| Verilen Metin |
===============

Yuh olsun!


Aranıza, İsrail askeri kıyafetlerini giyen o kadar Amerikan askeri girdi. Şuradan buradan paralı askerler de girdi. O kadar askeri malzeme ile takviye edildiniz.

Ben burada size o kadar moral verdim ve neler neler yazdım, teşvik ettim. Baktım ki ortada müslümanlığın adı var, eli tetikte olanlar heykel gibi taş kesilmişler ve sahaya inmiyorlar. Ben de dengeleri mümkün olduğunca sizin lehinize ayarladım. Sırf şu operasyonu artık yapın diye… Sırf karşınızdaki müslüman görünen münafıklar da belalarını bulsunlar diye…

Buna rağmen sizin haliniz bu mu?
Bu halinizle mi “Bütün orta doğuyu değiştireceğiz. Mesih’in gelişini sağlayacağız” deyip duruyorsunuz siz?

Bu halinizle mi TR içinde ve bölgede bana inat kararlar aldırmak, hamleler yaptırmak için çırpınıyorsunuz siz? Bu halinizle mi koca TR’yi tehdit etmeye kalkıyorsunuz siz?

Nasıl bir bataklığa battınız siz? Kimin gazına geldiniz de bu işi başlattınız? Nerede arkanızda duracağına emin olduğunuz onlarca ülke? Ne olacak şimdi? Nerede o Netanyahu ve çetesi?

===============

| Kayıtlı Bilgiler |
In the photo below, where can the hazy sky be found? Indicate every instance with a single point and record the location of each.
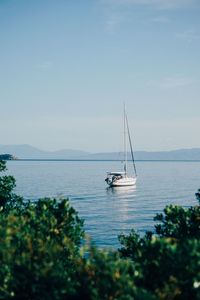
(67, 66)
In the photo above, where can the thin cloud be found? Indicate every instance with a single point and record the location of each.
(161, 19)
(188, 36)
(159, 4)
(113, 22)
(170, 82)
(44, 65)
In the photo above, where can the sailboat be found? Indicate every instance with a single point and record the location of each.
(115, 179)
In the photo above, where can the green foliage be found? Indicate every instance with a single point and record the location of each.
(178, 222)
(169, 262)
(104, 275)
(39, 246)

===============

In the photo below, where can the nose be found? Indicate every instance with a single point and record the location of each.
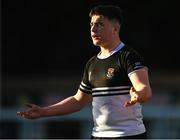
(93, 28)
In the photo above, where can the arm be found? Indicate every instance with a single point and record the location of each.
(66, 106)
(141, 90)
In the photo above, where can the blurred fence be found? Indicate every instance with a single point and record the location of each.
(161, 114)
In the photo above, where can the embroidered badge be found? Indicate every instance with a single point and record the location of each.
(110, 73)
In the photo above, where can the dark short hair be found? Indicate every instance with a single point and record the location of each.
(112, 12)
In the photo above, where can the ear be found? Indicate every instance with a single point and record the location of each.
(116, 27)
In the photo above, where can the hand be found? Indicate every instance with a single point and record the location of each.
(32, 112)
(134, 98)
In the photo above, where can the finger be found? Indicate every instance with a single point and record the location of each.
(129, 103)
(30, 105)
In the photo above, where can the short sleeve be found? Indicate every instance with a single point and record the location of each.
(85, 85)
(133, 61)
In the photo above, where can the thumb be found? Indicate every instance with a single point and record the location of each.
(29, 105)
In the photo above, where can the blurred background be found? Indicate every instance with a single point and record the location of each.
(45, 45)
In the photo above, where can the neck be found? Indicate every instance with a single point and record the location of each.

===============

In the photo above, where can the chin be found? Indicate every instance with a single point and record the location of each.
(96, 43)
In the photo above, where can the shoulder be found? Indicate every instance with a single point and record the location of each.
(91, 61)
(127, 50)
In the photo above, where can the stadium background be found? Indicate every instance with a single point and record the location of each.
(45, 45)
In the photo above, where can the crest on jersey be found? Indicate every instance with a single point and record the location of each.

===============

| Görevler |
**a.** “Yuh olsun!” başlıklı metne göre İsrail askeri kıyafetlerini giyerek aralarına girenler hangi ülkenin askerleridir?
**b.** “Yuh olsun!” başlıklı metinde “Nasıl bir bataklığa” sözleriyle başlayıp “Netanyahu ve çetesi?” sözleriyle biten bölümü hiç değiştirmeden yazın.
Listeleme, metinden bağımsız ayrı bir malzemedir.

| Görev Çözümleri |
**a.** Amerikan askerleri.

**b.**
Nasıl bir bataklığa battınız siz? Kimin gazına geldiniz de bu işi başlattınız? Nerede arkanızda duracağına emin olduğunuz onlarca ülke? Ne olacak şimdi? Nerede o Netanyahu ve çetesi?